## SOURCE
As mentioned I am working on a feature for creating a structure viewer/editor.

PE (portable executable) files are currently the template to determine the necessary functionality (but other file formats like PNG-files and matching features will be added).

So far you can define dynamic arrays and structures with dynamic size, where other parts/fields in the file define the size, and pointers are dereferenced automatically.

There is also a feature to map pointers using a function (currently only built-in ones). For PE files this allows mapping RVA (relative virtual addresses) to absolute file offsets.

All of the file structure is given in a declarative language, called HxD structure definition (HSD).

Point placement records:

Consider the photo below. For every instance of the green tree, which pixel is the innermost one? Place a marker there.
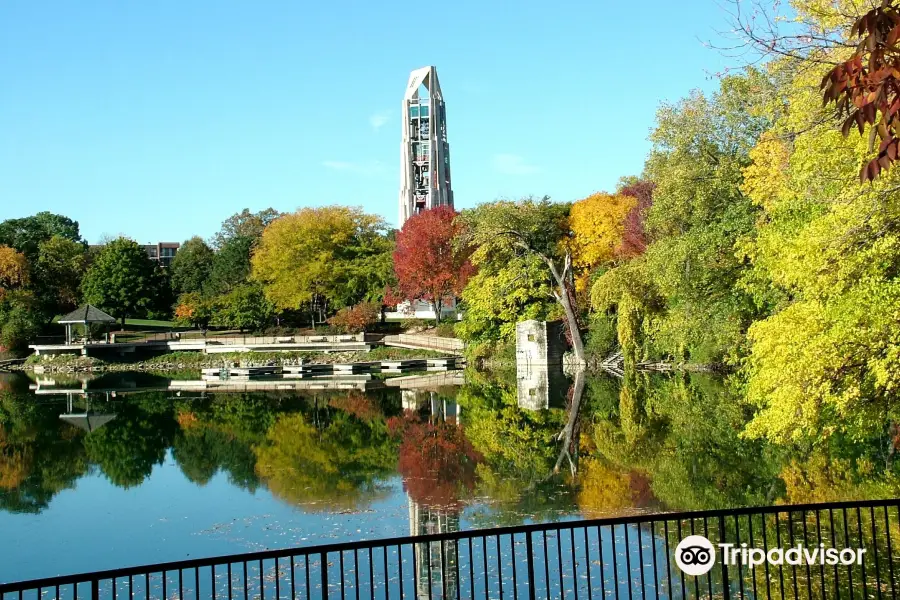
(123, 281)
(27, 234)
(21, 320)
(245, 307)
(505, 230)
(230, 265)
(324, 258)
(191, 266)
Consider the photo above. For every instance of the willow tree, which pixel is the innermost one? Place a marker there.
(507, 230)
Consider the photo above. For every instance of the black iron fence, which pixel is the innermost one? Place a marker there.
(627, 557)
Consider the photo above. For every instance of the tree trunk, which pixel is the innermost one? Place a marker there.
(562, 296)
(568, 432)
(436, 303)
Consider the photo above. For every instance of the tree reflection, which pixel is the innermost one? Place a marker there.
(325, 460)
(39, 455)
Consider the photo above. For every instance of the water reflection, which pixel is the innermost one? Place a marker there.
(424, 454)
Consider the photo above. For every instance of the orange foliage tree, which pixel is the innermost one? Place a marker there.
(13, 269)
(597, 223)
(865, 88)
(634, 232)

## REQUIRED TASKS
1) According to the structure editor post, what is the declarative language used to describe file structure called?
2) Rewrite the part of the structure editor post starting at "There is also" and ending at "absolute file offsets.", with "absolute" renamed to "raw".

## WRITTEN ANSWERS
1) It is called HxD structure definition (HSD).

2)
There is also a feature to map pointers using a function (currently only built-in ones). For PE files this allows mapping RVA (relative virtual addresses) to raw file offsets.